> _MATERIAL FOR THE TASK_:

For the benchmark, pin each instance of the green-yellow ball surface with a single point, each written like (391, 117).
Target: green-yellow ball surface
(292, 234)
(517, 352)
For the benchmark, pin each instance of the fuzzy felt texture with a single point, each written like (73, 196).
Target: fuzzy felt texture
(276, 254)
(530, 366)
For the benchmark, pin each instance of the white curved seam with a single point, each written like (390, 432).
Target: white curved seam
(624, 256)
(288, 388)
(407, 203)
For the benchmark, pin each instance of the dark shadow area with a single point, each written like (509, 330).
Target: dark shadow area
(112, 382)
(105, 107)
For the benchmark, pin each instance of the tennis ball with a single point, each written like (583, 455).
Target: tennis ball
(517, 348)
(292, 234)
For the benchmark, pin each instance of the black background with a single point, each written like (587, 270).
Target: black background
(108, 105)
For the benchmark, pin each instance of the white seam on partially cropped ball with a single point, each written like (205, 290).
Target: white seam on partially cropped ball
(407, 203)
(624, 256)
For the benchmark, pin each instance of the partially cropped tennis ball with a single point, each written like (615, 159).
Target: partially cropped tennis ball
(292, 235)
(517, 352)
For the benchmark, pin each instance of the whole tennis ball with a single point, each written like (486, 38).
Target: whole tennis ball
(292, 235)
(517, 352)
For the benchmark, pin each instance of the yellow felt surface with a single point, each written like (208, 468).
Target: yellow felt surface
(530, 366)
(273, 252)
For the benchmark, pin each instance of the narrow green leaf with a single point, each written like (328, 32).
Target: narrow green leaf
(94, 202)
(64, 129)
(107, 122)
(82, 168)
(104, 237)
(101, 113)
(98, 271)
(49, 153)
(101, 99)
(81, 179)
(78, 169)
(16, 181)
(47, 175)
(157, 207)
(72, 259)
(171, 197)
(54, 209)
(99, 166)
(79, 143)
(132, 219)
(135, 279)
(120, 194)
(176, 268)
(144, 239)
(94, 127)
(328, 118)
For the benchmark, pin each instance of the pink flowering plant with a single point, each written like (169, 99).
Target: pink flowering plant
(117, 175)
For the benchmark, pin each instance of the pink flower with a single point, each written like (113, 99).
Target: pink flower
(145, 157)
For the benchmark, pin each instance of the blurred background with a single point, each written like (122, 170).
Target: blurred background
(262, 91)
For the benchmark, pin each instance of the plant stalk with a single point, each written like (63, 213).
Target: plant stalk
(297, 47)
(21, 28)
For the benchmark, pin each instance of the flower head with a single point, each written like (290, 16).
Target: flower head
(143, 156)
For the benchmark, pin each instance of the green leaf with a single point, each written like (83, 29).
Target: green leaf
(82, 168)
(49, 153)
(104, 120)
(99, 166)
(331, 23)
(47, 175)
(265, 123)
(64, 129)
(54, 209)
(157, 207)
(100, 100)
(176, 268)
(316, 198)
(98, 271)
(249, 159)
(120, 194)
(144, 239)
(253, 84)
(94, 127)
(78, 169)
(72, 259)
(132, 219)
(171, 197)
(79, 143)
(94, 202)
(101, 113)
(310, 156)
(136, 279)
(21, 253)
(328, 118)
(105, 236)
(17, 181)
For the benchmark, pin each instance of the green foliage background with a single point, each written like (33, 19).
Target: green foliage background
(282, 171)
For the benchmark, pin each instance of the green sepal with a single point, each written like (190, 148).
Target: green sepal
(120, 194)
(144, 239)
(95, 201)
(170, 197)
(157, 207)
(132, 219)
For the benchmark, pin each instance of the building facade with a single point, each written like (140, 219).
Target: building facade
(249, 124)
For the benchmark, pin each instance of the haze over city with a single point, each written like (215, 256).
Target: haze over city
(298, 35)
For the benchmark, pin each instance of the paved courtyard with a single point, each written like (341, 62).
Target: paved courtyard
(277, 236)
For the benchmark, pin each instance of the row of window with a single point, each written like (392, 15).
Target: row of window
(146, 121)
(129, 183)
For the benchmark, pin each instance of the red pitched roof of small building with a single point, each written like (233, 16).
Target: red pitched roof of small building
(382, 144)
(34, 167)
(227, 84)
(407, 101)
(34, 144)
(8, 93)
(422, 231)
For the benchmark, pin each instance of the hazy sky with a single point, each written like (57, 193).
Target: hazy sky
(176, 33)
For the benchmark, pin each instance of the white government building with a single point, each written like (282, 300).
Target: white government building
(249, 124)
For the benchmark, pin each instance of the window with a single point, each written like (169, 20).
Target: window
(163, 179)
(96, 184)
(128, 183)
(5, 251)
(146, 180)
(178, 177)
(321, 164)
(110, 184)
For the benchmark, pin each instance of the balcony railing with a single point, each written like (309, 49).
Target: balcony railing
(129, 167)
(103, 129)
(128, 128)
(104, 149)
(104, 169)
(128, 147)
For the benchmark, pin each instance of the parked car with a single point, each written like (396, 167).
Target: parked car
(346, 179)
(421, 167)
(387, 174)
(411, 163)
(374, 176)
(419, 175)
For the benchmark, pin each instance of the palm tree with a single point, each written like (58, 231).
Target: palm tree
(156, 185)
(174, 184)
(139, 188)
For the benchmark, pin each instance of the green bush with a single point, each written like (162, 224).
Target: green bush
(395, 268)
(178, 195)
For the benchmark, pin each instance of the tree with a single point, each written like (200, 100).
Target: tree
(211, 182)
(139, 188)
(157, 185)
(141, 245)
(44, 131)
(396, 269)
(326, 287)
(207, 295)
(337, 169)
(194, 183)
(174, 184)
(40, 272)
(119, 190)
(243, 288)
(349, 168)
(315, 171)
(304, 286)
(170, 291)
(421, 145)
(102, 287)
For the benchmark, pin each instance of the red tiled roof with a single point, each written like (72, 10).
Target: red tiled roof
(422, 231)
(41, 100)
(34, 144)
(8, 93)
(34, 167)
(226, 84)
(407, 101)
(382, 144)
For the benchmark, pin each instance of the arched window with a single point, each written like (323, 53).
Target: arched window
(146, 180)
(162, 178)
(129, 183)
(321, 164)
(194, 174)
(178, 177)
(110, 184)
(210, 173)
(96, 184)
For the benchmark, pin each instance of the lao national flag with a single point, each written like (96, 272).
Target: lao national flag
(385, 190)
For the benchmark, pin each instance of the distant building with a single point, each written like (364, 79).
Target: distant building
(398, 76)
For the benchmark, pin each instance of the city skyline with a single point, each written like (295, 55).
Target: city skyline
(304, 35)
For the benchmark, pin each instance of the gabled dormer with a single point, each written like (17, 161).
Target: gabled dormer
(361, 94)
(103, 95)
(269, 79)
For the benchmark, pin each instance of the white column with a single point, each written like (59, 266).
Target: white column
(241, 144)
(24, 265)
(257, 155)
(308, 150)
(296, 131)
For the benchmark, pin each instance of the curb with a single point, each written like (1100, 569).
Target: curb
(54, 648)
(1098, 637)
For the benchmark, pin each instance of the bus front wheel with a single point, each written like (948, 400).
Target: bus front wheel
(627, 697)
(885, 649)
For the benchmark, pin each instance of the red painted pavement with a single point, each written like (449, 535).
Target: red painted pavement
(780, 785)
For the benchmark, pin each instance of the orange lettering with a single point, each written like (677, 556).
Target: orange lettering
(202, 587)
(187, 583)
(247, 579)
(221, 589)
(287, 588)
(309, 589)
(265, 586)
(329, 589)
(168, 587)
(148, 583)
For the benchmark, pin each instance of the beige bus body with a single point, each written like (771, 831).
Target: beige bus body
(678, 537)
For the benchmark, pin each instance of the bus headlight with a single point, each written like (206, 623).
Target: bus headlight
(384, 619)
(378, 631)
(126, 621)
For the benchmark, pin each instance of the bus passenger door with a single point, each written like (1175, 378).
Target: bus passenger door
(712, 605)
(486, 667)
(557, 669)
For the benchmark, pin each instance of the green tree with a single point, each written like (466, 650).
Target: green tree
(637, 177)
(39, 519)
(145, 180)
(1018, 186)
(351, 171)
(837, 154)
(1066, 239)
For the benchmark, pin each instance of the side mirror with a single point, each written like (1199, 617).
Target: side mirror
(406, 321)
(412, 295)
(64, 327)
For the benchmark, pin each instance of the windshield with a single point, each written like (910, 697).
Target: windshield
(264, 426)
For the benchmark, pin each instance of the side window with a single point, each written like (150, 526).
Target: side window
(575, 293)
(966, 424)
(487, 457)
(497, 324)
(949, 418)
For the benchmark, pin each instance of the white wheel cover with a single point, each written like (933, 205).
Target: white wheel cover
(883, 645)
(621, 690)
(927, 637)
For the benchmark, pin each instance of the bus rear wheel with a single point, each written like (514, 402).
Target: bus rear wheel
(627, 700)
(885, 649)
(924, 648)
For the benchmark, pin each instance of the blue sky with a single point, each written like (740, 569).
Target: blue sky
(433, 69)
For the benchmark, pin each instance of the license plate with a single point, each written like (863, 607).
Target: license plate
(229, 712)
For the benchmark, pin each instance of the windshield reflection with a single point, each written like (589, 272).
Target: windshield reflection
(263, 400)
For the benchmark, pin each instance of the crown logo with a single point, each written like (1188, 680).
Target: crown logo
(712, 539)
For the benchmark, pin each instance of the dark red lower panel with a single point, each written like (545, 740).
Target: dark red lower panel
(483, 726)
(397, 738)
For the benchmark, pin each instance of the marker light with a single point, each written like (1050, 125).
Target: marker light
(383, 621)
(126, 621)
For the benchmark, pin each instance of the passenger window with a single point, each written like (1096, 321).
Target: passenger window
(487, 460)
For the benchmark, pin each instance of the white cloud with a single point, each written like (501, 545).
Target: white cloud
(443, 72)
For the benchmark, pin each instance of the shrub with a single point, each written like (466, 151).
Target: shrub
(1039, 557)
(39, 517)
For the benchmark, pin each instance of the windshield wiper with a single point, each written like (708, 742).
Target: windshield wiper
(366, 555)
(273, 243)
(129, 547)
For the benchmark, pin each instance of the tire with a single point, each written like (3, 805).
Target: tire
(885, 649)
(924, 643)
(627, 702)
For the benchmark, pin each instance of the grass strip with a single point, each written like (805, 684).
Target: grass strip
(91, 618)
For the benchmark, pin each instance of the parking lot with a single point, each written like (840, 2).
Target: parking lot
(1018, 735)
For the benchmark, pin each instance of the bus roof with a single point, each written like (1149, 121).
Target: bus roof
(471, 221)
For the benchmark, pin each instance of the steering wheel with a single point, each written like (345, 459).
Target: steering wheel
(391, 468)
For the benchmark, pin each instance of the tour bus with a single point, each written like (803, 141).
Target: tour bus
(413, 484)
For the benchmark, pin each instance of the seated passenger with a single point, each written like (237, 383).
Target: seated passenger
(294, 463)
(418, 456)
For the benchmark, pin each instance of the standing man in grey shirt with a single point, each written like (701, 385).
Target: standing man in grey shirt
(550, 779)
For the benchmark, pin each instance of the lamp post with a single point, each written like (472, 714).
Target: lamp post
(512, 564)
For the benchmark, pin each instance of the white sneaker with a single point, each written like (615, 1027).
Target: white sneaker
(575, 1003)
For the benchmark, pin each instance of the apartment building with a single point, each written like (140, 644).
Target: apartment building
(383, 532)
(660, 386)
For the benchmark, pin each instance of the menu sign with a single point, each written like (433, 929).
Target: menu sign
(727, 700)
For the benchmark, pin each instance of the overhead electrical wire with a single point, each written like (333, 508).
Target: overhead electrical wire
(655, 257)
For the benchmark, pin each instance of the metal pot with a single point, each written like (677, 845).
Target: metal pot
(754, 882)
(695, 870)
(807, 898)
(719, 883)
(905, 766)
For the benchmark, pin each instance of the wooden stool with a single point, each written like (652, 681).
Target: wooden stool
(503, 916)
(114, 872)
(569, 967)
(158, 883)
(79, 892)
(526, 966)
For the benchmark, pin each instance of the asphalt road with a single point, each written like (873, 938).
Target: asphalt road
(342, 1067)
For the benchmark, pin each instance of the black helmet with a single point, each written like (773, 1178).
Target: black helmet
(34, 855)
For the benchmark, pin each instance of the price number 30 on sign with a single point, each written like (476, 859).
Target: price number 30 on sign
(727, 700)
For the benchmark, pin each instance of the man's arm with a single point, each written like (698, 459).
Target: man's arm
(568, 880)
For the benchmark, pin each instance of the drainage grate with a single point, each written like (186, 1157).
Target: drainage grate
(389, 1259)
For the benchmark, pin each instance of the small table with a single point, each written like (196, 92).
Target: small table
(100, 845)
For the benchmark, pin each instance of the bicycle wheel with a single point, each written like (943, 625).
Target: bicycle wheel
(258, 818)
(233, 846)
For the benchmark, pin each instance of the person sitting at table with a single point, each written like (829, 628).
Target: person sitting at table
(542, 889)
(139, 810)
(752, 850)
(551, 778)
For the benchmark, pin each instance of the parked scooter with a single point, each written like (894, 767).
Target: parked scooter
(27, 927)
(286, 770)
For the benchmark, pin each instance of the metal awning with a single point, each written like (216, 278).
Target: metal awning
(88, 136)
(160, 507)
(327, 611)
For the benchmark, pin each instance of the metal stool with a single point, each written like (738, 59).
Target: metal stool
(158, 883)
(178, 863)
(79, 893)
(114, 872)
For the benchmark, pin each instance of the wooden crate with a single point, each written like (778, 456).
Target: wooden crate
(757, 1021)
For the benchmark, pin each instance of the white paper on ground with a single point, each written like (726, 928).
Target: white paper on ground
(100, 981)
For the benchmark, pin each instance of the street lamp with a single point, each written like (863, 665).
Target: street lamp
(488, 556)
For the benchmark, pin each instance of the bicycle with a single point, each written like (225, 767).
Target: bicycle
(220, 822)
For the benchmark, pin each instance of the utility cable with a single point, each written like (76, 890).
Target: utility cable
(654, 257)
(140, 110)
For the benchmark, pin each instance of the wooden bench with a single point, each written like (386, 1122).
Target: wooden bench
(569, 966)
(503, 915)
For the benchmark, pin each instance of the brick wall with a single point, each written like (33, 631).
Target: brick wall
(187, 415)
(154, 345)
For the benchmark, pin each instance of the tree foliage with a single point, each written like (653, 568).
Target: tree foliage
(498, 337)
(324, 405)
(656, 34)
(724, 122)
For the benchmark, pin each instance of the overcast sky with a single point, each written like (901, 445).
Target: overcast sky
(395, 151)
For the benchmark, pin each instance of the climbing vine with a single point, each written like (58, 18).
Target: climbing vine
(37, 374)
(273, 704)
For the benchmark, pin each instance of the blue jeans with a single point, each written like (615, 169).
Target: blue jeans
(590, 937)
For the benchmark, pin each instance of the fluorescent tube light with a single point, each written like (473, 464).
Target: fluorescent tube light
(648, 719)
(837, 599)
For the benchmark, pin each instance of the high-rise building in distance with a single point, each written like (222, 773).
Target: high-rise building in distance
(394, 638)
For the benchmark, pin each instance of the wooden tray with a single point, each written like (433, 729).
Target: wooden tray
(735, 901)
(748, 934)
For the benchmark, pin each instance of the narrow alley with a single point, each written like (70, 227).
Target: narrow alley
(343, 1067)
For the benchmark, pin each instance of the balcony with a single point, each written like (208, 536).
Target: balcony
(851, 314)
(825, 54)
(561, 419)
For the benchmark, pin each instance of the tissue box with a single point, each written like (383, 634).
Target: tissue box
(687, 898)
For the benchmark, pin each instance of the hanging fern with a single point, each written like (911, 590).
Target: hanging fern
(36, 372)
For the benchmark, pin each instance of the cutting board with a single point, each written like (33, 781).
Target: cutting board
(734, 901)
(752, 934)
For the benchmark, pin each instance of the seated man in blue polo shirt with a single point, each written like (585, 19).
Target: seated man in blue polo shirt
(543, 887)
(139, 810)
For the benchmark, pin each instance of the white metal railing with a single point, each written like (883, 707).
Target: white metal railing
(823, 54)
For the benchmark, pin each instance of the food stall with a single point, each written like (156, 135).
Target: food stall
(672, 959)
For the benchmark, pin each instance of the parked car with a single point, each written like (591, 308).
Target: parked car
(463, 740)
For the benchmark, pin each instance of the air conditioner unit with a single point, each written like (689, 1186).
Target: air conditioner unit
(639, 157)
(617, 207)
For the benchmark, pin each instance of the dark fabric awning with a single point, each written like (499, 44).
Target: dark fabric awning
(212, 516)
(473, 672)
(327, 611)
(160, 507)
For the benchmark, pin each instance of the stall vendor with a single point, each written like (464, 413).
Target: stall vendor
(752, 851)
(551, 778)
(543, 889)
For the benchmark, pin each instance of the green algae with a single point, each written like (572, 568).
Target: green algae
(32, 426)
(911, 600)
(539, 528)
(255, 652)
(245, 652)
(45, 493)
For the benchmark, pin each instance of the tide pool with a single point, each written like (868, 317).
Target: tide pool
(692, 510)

> _TASK REQUIREMENTS_:
Transcribe the records above exactly, but only from the line that contains "For the benchmark, pin each instance of the narrow alley" through their final line, inclusive.

> _SOLUTION TO THIS PROBLEM_:
For the benchmark, pin each instance of the narrow alley with a single point, each written like (70, 227).
Target: narrow alley
(343, 1067)
For the benchmark, pin each instance of the balcony with a single point, each written like (208, 536).
Target: balcony
(851, 314)
(825, 54)
(561, 419)
For the benchmark, pin each instance of the tissue box with a single point, each written like (383, 634).
Target: tissue box
(687, 898)
For the benchmark, pin each instance of the hanging fern with a single point, each written like (911, 590).
Target: hanging fern
(36, 372)
For the benchmark, pin each instance of the cutting board with a single point, each written like (33, 781).
Target: cutting board
(734, 901)
(752, 934)
For the benchmark, pin each instance of the seated man in blue polo shirt with a single point, each written like (585, 19).
Target: seated man in blue polo shirt
(543, 887)
(139, 810)
For the benchmark, pin each instance of the white metal railing with a single point, each written like (883, 707).
Target: white metal railing
(823, 54)
For the benchmark, pin each instance of the food stall with a single point, each written like (156, 135).
Target: food stall
(672, 959)
For the benchmark, pin each instance of the parked car with a single point, each written like (591, 308).
Target: parked car
(463, 740)
For the benchmark, pin each instance of the air conditioner unit with a single point, each written like (689, 1186).
Target: air conditioner unit
(639, 157)
(617, 207)
For the benchmark, pin each instance of the dark fabric awning with a single point, each written like (499, 44).
Target: dark fabric awning
(212, 516)
(473, 672)
(327, 611)
(160, 507)
For the benchmark, pin each instance of the stall vendor with a single point, each written like (464, 413).
Target: stall vendor
(752, 851)
(551, 778)
(543, 889)
For the benchmark, pin each instance of the green algae with a single point, each written like (572, 568).
Target: green algae
(32, 426)
(911, 600)
(539, 528)
(255, 652)
(245, 652)
(45, 493)
For the benchmark, pin each instance of the tide pool with a single point, each written like (868, 317).
Target: tide pool
(692, 510)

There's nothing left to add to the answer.